Time Series Caching with Python and Redis
Some takeaways on practical time series caching with Python and Redis from the Dashboards project that I implemented with Anyblock Analytics in 2021. The full code of the sample project is available at github.com/imankulov/time-series-caching.
TLDR. We replaced generic Flask-caching solution with caching by date buckets, and I liked it.
I like it so much that I decided to write a blog post, sharing how we came to the solution. More specifically:
- How we took advantage of pydantic models in serializing cached data and why we should stay away from pickles.
- How we decoupled querying from caching and implement a common date bucket caching solution with Python generic classes.
- How we populated cache in the background with APScheduler.
The solution is accompanied by the sample Plotly Dash project. If you want to see the bigger picture, go ahead to github.com/imankulov/time-series-caching. Whenever possible, I provide direct links to the app.py
file from the repository.
Problem introduction
Imagine you want to show a plot of a series of events. The task is trivial if you have your data at hand, but if you need to pull data from a slow upstream, you cache the data locally. You also pre-populate the cache for hot spots, e.g., the last few minutes or hours.
In our case, our upstreams were our own ElasticSearch cluster, the Web3 RPC proxies, and some third-party API endpoints.
To picture a more concrete example, imagine that you want to show a plot of all BTC transactions for a specific Bitcoin wallet and let the user choose the date range.
Where to find the data
For the context of this post, the actual implementation of the query is not that important. In this example, as well as in the original dashboard, we’ll use the ElasticSearch interface provided by Anyblock Analytics.
The query function can look like this:
import datetime
import pydantic
from elasticsearch_dsl import Search
class Transaction(pydantic.BaseModel):
timestamp: datetime.datetime
amount: int
address: str
class Config:
frozen = True
def fetch_transactions(
wallet_address: str, start_date: datetime, end_date: datetime
) -> list[Transaction]:
...
Some notes about this code.
- This code will work with Python 3.9 or newer.
- The code depends on two external dependencies: elasticsearch-dsl and pydantic. We use Elasticsearch DSL is a convenience wrapper around the standard Python ElasticSearch client, and we use pydantic to describe the shape of the returned data.

----------

| JOBS |
1. Answer these questions using the time series caching post:
(a) In what year was the Dashboards project with Anyblock Analytics implemented?
(b) What tool was used to populate the cache in the background?
(c) Which Python version or newer does the sample code need?
2. Continue the time series caching post from its last sentence, in the same first-person voice.

----------

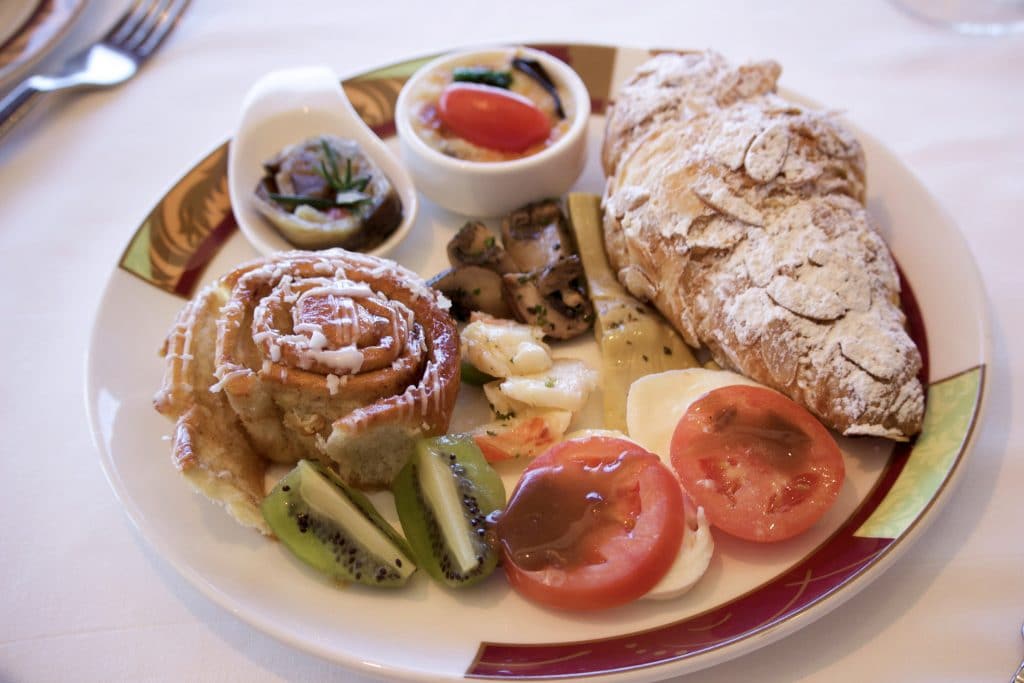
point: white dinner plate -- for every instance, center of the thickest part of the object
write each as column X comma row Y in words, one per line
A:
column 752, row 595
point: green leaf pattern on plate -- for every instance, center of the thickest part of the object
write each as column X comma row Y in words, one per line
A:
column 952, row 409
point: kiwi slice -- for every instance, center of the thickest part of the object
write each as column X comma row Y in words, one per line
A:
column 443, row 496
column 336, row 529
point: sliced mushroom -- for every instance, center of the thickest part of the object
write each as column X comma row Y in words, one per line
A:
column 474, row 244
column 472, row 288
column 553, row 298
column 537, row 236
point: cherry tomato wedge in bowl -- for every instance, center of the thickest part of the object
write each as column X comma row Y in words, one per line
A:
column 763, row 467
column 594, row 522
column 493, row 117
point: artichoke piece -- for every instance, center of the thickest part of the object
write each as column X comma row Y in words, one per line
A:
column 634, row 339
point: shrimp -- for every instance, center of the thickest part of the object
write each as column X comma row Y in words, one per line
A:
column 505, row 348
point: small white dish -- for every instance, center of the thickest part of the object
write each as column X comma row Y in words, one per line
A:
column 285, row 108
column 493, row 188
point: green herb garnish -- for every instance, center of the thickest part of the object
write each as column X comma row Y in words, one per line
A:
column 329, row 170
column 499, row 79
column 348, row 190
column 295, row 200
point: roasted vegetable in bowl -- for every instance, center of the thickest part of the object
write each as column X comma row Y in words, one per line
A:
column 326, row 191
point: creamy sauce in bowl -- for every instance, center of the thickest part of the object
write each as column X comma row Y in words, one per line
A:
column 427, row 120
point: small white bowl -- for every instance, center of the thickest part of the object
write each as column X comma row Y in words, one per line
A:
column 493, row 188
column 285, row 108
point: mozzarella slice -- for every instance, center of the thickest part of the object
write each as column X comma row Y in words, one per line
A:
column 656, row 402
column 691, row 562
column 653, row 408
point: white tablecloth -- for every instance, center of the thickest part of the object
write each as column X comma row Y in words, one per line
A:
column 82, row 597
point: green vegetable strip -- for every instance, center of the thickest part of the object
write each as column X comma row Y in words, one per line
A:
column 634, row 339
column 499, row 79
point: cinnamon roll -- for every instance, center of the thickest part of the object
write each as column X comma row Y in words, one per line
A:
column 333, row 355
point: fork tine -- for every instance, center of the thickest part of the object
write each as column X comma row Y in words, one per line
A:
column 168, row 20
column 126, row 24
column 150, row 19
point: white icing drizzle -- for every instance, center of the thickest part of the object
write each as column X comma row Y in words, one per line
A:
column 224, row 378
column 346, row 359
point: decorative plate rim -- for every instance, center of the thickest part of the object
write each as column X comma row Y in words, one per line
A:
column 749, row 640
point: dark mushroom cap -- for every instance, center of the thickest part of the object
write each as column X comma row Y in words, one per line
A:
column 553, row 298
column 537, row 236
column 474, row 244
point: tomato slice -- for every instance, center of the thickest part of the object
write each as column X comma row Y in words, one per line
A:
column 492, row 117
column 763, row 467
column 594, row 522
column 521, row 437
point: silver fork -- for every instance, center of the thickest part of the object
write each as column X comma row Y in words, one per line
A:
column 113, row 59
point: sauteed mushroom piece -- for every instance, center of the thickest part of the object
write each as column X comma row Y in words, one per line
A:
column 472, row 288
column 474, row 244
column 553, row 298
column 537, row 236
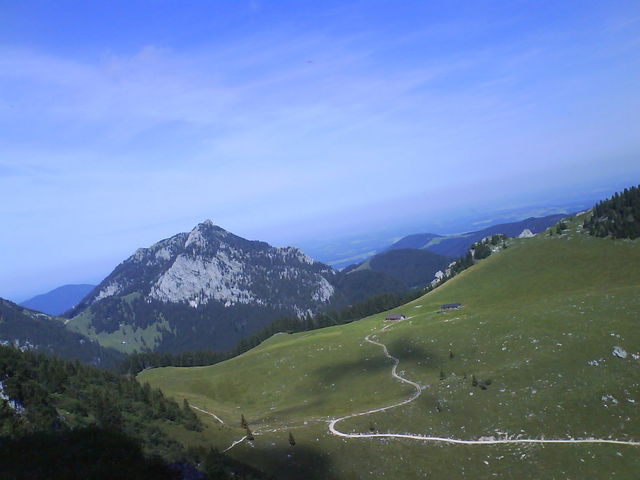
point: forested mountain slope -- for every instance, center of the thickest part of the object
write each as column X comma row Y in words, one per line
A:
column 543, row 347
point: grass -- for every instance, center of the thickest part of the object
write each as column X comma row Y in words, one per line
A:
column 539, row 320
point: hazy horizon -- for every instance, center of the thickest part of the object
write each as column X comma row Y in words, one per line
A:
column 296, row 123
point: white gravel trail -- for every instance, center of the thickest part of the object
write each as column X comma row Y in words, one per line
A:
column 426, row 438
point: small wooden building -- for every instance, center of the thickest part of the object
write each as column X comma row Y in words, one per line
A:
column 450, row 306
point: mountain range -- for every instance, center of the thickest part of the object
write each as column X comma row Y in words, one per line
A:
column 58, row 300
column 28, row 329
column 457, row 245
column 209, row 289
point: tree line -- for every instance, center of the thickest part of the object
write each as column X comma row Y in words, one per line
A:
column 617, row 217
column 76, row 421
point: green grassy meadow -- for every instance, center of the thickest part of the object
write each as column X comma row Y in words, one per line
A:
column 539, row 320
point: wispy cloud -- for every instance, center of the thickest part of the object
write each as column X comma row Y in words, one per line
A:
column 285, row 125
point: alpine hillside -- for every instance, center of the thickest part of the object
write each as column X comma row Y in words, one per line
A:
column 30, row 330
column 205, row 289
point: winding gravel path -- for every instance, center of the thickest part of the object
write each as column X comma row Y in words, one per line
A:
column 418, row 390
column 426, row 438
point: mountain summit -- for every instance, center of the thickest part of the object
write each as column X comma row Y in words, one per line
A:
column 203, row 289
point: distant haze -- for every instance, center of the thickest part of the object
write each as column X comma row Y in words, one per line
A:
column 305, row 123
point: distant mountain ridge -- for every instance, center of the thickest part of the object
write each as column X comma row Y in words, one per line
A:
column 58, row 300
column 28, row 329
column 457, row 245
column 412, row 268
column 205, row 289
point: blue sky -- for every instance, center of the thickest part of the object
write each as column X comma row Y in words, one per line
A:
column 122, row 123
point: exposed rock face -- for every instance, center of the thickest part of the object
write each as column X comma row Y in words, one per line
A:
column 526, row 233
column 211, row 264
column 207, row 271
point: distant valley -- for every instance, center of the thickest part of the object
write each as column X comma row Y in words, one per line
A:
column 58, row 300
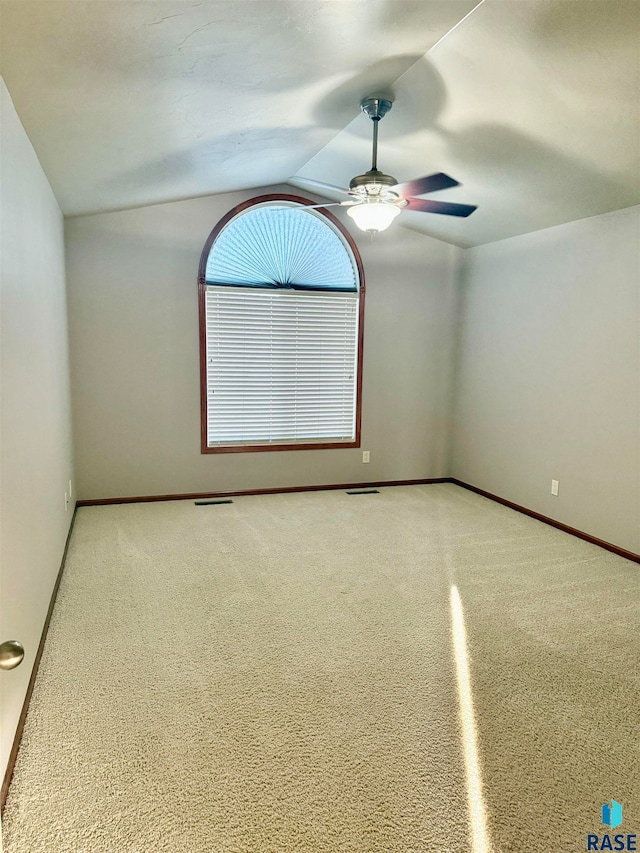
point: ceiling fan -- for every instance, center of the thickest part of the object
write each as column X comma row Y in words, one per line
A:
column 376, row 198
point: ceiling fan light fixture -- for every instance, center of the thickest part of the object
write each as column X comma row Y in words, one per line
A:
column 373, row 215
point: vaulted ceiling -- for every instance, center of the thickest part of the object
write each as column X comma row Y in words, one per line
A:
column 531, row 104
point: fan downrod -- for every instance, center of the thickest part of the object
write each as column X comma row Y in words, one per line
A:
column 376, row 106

----------

| RESULTS IN ORDER |
1.
(a) 2021
(b) APScheduler
(c) Python 3.9

2.
This code reflects a convention we used throughout the project: query functions always require start and end dates and always return the ordered list of pydantic models. Each of the returned objects in the list represents a single element of time series.
We prefer explicit typing. When working with complex data structures, we define them explicitly with pydantic models, strongly preferring them over dicts or Pandas data frames. More thoughts on this I shared in a post Don’t let dicts spoil your code.
Also, we prefer pydantic over built-in Python dataclasses for their serializing, deserializing, and validation superpower, which comes in handy in caching as we’ll see later.
Out of the box approach to caching
Python ecosystem provides multiple out of the box caching solutions. The previous version of the dashboard used Flask-caching. Adding caching to the project used to look like this.
from datetime import timedelta, datetime
cache_ttl = int(timedelta(hours=3).total_seconds())
@cache.memoize(timeout=cache_ttl)
def fetch_transactions(
wallet_address: str, start_date: datetime, end_date: datetime
) -> list[Transaction]:
...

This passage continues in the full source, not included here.